**DATA SUPPLIED:**
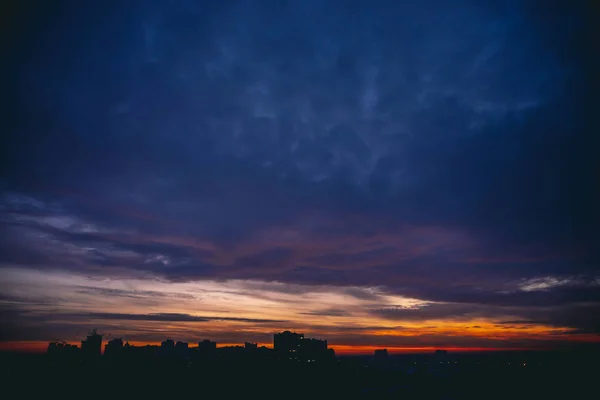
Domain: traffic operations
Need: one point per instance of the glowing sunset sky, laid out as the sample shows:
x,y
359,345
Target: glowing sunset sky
x,y
409,175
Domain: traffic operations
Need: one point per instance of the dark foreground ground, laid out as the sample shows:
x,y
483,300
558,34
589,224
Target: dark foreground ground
x,y
555,375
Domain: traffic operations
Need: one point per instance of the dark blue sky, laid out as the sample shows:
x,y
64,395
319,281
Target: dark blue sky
x,y
444,151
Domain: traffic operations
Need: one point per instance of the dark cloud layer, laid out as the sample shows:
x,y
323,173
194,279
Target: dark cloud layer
x,y
441,150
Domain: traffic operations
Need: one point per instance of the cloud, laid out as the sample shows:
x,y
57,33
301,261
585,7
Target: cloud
x,y
440,153
166,317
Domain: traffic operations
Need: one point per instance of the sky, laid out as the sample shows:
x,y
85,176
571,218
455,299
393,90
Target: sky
x,y
410,175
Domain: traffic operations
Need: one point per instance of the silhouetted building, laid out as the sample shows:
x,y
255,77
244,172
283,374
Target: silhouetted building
x,y
312,349
207,345
287,344
113,347
181,345
250,346
91,348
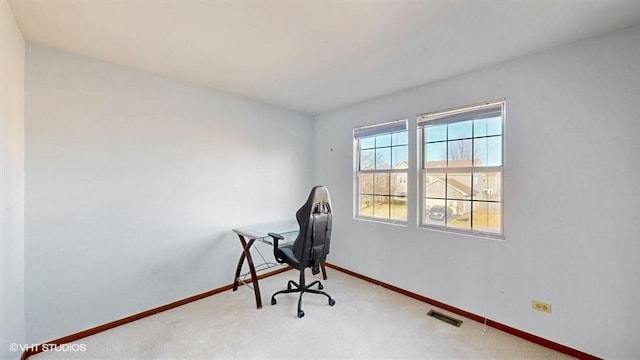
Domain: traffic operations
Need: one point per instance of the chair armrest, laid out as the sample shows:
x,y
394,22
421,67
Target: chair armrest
x,y
276,237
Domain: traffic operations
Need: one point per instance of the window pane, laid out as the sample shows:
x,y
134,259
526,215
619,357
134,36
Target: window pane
x,y
367,159
435,133
399,184
494,149
383,140
486,127
460,215
435,186
400,138
459,186
368,142
366,205
366,183
383,158
381,184
460,130
400,157
487,186
488,151
494,126
381,206
435,212
460,153
399,208
435,155
486,216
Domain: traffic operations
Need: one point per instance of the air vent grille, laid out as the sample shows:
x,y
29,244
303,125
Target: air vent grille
x,y
446,318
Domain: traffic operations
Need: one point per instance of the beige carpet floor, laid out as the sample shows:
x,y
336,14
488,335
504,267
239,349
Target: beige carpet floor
x,y
367,322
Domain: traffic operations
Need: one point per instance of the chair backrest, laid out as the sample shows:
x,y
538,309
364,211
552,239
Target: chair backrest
x,y
314,218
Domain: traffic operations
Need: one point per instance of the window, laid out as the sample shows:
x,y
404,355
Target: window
x,y
461,169
382,162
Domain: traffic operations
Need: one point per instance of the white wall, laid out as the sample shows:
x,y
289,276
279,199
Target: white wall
x,y
12,58
134,183
571,196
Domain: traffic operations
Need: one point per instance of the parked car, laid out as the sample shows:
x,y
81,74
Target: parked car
x,y
437,212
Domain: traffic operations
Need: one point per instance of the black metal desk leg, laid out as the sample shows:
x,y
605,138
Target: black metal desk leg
x,y
254,277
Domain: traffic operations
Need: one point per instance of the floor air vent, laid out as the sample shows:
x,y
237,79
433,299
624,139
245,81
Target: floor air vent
x,y
446,318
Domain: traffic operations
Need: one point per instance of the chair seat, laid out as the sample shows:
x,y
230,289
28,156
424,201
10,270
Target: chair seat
x,y
287,255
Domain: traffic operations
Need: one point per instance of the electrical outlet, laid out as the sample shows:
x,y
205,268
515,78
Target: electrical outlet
x,y
540,306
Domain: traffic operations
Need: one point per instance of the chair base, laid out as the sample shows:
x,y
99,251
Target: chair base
x,y
301,287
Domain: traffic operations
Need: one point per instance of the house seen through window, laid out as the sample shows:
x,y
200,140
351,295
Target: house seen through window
x,y
381,171
462,169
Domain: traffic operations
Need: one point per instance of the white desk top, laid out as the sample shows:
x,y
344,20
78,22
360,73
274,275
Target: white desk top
x,y
260,231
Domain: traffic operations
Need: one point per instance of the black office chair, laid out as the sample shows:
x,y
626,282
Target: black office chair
x,y
310,248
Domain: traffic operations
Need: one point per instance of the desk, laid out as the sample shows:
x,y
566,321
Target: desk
x,y
248,235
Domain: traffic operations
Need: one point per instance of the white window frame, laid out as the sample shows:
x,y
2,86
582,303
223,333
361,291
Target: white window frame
x,y
446,117
375,130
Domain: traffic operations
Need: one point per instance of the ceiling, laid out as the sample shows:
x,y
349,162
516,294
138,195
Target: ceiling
x,y
314,56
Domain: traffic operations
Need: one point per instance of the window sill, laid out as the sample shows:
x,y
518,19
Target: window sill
x,y
382,221
486,236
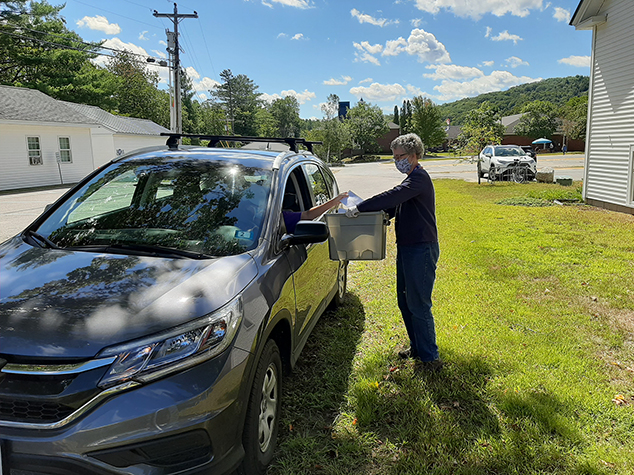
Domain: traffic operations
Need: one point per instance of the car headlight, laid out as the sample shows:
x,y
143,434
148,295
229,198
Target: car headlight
x,y
181,347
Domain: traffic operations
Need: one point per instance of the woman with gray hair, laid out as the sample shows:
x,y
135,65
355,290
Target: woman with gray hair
x,y
413,203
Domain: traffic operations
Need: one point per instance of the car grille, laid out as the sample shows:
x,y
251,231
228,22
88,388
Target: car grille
x,y
21,410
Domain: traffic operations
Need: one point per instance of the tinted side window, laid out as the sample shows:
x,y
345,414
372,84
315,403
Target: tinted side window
x,y
321,191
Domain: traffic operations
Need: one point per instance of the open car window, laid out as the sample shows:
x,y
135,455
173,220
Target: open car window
x,y
209,207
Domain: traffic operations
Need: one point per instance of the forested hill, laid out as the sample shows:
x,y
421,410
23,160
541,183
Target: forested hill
x,y
556,90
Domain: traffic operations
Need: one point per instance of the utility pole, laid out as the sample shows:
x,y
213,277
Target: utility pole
x,y
176,120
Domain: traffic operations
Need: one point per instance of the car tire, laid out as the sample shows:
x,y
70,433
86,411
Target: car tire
x,y
342,284
261,426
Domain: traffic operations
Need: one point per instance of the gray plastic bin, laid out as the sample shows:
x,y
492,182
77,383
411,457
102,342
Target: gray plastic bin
x,y
357,239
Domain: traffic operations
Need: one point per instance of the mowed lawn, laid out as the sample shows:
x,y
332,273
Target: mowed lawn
x,y
534,312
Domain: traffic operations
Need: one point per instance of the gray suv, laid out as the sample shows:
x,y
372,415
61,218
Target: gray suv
x,y
147,316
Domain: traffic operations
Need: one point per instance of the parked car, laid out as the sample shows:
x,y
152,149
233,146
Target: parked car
x,y
529,151
499,160
146,316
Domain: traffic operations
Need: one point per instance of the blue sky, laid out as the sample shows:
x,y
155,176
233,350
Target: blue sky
x,y
381,51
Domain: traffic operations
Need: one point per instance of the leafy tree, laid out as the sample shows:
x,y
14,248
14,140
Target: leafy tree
x,y
137,94
481,127
39,52
405,121
285,112
574,115
427,122
266,123
240,99
539,120
366,124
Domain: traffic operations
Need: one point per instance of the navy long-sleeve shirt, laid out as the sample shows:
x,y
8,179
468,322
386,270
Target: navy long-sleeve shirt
x,y
413,203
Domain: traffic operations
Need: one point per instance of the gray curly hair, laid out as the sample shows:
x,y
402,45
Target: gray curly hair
x,y
409,143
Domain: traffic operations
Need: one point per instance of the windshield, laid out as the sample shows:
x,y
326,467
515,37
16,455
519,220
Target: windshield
x,y
509,152
206,207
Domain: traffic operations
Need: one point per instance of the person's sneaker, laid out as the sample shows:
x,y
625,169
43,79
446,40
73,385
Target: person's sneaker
x,y
428,366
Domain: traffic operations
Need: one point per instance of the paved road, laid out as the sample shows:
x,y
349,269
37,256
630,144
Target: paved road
x,y
18,210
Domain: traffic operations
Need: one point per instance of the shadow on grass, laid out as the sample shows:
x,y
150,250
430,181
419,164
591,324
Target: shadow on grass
x,y
334,421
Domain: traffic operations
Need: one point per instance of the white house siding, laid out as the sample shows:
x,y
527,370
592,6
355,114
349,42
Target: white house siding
x,y
611,124
14,158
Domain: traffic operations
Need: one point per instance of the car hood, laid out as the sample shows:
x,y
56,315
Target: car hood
x,y
71,304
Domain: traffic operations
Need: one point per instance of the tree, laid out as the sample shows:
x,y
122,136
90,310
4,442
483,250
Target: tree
x,y
574,115
137,94
366,124
427,122
285,112
38,51
240,99
482,127
539,120
405,120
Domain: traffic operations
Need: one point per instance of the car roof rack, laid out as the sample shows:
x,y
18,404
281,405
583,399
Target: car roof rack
x,y
214,140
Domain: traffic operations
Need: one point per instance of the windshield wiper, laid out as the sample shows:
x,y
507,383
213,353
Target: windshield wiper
x,y
44,241
152,249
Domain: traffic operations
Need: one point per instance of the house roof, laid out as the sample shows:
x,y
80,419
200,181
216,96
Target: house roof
x,y
116,123
588,14
21,103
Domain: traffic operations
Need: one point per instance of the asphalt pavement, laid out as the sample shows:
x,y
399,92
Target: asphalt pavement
x,y
19,209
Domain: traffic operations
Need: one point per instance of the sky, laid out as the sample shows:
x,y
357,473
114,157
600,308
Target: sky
x,y
380,51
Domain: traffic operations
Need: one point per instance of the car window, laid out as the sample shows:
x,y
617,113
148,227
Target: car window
x,y
204,206
321,191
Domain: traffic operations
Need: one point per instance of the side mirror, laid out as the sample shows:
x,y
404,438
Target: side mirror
x,y
307,232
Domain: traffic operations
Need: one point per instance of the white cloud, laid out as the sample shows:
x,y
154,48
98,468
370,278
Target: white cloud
x,y
514,62
338,82
496,81
365,52
561,14
506,36
303,4
379,92
364,18
99,23
475,9
577,61
426,47
452,71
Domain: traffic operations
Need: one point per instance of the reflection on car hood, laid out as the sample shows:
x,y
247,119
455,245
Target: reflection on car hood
x,y
65,304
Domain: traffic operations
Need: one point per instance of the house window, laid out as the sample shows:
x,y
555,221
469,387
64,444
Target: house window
x,y
35,152
64,150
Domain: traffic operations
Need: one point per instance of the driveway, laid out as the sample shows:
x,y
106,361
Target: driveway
x,y
19,209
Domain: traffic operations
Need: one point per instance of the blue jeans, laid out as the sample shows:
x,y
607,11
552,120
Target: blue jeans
x,y
415,277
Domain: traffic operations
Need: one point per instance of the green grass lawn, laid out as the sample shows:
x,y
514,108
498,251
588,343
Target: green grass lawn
x,y
534,309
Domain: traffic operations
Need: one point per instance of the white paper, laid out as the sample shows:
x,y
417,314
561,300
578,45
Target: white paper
x,y
351,200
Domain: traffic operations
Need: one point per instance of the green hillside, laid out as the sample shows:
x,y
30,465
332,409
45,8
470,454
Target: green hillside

**STATED GOAL:** Locate each line in the items above that contains the string "mowed", and copy those lines. Matching is case-sensitive.

**TASK RESULT:**
Need: one point per instance of the mowed lawn, laid out as the sample shows:
Target: mowed lawn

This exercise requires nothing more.